**PROBLEM**: Give the listing again word for word. Leave every image out.

**INFORMATION**:
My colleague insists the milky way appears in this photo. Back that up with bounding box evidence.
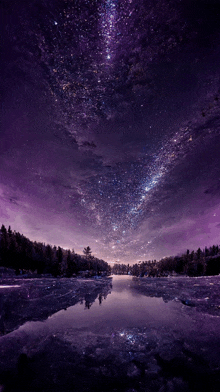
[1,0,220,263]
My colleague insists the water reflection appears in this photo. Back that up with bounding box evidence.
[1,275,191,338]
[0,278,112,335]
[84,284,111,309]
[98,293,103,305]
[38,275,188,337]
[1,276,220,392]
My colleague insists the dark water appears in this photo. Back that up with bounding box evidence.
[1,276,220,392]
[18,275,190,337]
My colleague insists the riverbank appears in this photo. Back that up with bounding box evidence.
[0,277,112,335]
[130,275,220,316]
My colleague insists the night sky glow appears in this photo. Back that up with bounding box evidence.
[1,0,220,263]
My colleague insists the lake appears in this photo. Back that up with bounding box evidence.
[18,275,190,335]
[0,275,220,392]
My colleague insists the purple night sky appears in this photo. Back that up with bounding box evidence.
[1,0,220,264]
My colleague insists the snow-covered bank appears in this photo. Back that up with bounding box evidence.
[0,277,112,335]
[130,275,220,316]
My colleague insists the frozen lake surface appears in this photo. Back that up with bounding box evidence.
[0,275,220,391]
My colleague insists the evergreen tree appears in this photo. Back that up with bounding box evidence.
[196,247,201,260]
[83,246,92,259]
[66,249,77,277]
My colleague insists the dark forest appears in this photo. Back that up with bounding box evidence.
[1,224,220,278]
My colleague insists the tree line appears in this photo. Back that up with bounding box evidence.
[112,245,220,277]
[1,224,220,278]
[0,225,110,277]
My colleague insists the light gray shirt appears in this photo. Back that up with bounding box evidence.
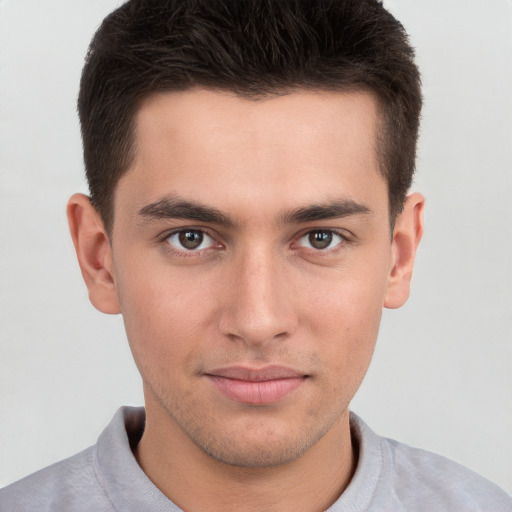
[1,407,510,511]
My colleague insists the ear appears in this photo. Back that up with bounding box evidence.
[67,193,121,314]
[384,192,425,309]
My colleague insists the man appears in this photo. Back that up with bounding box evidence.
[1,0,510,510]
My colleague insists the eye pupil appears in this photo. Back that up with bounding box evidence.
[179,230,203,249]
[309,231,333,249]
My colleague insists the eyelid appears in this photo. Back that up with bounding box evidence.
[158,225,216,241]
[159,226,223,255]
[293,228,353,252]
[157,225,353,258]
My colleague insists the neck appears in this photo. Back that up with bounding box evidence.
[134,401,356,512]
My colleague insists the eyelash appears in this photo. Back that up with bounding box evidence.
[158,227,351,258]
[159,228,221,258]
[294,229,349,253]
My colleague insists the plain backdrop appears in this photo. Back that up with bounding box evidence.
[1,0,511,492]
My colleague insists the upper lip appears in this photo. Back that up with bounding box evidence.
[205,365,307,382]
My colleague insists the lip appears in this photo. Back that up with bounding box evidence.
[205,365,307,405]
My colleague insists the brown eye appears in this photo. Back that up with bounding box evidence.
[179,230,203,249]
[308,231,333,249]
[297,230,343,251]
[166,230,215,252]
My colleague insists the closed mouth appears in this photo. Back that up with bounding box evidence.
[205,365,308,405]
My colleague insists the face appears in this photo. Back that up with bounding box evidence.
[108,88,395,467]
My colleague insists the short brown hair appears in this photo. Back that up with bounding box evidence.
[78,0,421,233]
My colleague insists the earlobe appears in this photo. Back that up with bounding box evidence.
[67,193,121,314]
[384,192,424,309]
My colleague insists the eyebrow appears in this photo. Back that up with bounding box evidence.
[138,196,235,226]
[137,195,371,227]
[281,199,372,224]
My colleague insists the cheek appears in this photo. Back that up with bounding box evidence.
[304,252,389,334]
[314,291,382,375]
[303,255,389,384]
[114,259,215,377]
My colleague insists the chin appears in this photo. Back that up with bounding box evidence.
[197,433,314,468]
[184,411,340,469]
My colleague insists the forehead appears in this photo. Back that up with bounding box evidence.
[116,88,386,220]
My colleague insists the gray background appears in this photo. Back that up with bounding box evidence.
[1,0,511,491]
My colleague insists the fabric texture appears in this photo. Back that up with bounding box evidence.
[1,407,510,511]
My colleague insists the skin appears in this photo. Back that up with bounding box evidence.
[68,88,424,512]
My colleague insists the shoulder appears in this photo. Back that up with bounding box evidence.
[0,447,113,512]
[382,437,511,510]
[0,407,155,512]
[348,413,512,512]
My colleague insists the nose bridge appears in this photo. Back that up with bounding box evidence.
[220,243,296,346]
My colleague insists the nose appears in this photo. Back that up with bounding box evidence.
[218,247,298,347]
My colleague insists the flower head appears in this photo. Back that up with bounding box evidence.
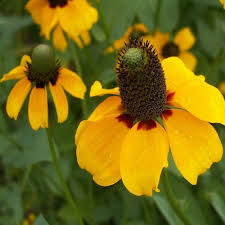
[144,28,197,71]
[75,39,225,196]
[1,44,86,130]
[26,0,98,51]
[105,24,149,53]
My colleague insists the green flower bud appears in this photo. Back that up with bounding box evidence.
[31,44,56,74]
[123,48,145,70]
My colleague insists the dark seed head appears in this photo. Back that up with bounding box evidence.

**WRITTEN SOLUTION**:
My colleague insists the milky way appears in this photo. Back that up with bounding box evidence.
[1,0,220,263]
My colleague insists the water reflection appears in this photo. Back that up with bounding box evidence.
[1,275,191,338]
[0,278,112,335]
[84,284,111,309]
[98,293,103,305]
[38,275,188,337]
[1,276,220,392]
My colleague insists the dark water appears in this photo. Back that up with bounding box evidence.
[1,276,220,392]
[18,275,190,337]
My colleague insists the riverbank appears in this photo. Back that up with bounding box evidence.
[0,277,112,335]
[130,275,220,316]
My colleague insists the night sky glow appears in this photo. Back that up with bounding box evidence.
[1,0,220,263]
My colleague insists the lake appears in this photo. Back that up with bounding box evidence.
[18,275,190,335]
[0,275,220,392]
My colleague insists the purple night sky appears in this photo. Back that up with bounding box evidence.
[1,0,220,264]
My colleague insists the snow-covered bank appears in this photo. Back that up with bounding box evidence.
[0,277,112,335]
[130,275,220,316]
My colleague insists the frozen lake surface appears in this photo. Back that up with bounding box evidence.
[0,275,220,391]
My colleague insists the evergreen tree appears in this photo. Back that up with bounding box evidence.
[196,247,201,260]
[83,246,92,259]
[66,249,77,277]
My colleague insists the dark forest appears in this photo. Back that up with bounding box evidence.
[1,224,220,278]
My colleague insists the tree line appears in this photo. Back that up with bounding box evidence.
[112,245,220,277]
[1,224,220,278]
[0,225,110,277]
My colleague insists the light gray shirt appears in this photo. Back that up with bounding box evidence.
[1,407,510,511]
My colleague insists the ear appears in this photo. Back that up with bounding box evidence.
[67,193,121,314]
[384,192,425,309]
My colleague insists the man appears in this photo. Back that up with bounding box evidence.
[1,0,510,510]
My colleague insists the eye pupil appears in this photo. Back that up with bounding box evidence.
[179,230,203,249]
[309,231,333,249]
My colleague insists the eyelid appears in this photo. Back that up with bounding box evidence.
[158,225,216,241]
[159,226,223,255]
[293,228,353,252]
[157,225,353,258]
My colleague insists the neck appears in this photo. Back that up with bounding box evidence.
[134,401,356,512]
My colleague insists the eyelash appears in this photo. Back that up with bounding box evidence.
[158,227,351,258]
[159,228,221,258]
[294,229,349,253]
My colleague insists the plain backdrop appears in this photo. Back that up with bounding box evidence.
[1,0,511,492]
My colleague insists the upper lip appears in this photo. Back that up with bounding box evidence.
[205,365,307,382]
My colleague insists the lip appears in this photo. Back that up with bounding box evidence.
[205,365,307,405]
My colleague insists the brown eye appears in this photo. Back that up with bounding box evidence.
[179,230,203,249]
[308,231,333,249]
[297,230,343,251]
[166,230,215,252]
My colleague insists the closed mouth appears in this photo. Back that up with bounding box evidence.
[205,365,308,405]
My colleague insists the face appears in this photo. Back that up with bounding box evidence.
[108,88,395,467]
My colleague insists the short brown hair appears in this photo. Back that up with bounding box evidence.
[78,0,421,233]
My colleague insists the earlobe appears in this photo. Back that up with bounding box evidence.
[67,193,121,314]
[384,192,424,309]
My colleague insists the eyebrow appears in this photo. Back that up with bounding box evidence.
[138,196,235,226]
[137,195,371,227]
[281,199,372,224]
My colleague insists the cheek appears in this photo. Back that up with bounding box evidence.
[304,252,389,334]
[314,291,382,375]
[303,255,389,384]
[114,259,215,377]
My colleague insists the chin appears in this photo. Back that up with bounding box evidence.
[197,433,314,468]
[184,411,340,469]
My colleague insists the forehead appears in this photo. Back that up with bounding box evidence.
[116,88,386,220]
My colleague insists the gray background appears in this photo. Back that up with bounding box evidence.
[1,0,511,491]
My colleague insists the fabric texture appears in this photo. Back that up with bounding box evidence.
[1,407,510,511]
My colleague insists the skin appears in this photo. Back that up with bounding box evidence.
[68,88,424,512]
My colleague insists the shoulder appears in this photo. Back that up with bounding box evidence.
[0,447,113,512]
[382,437,511,510]
[0,407,155,512]
[348,413,512,512]
My colleague insists the nose bridge appears in this photo. Back that up with bounding box evidence.
[220,243,296,346]
My colleague insists the nose appears in this photo. Back that up with bounding box evidence.
[218,247,298,347]
My colleague insists the flower head appears in this photo. Back that up with bounding box evidence.
[144,28,197,71]
[75,39,225,196]
[1,44,86,130]
[26,0,98,51]
[105,24,149,53]
My colleague insists the green flower bud appears in this photo. Back that up with bounding box evidence.
[31,44,56,74]
[123,48,145,70]
My colleague insists the dark seed head appears in this photo. Back that up with bounding box evidence.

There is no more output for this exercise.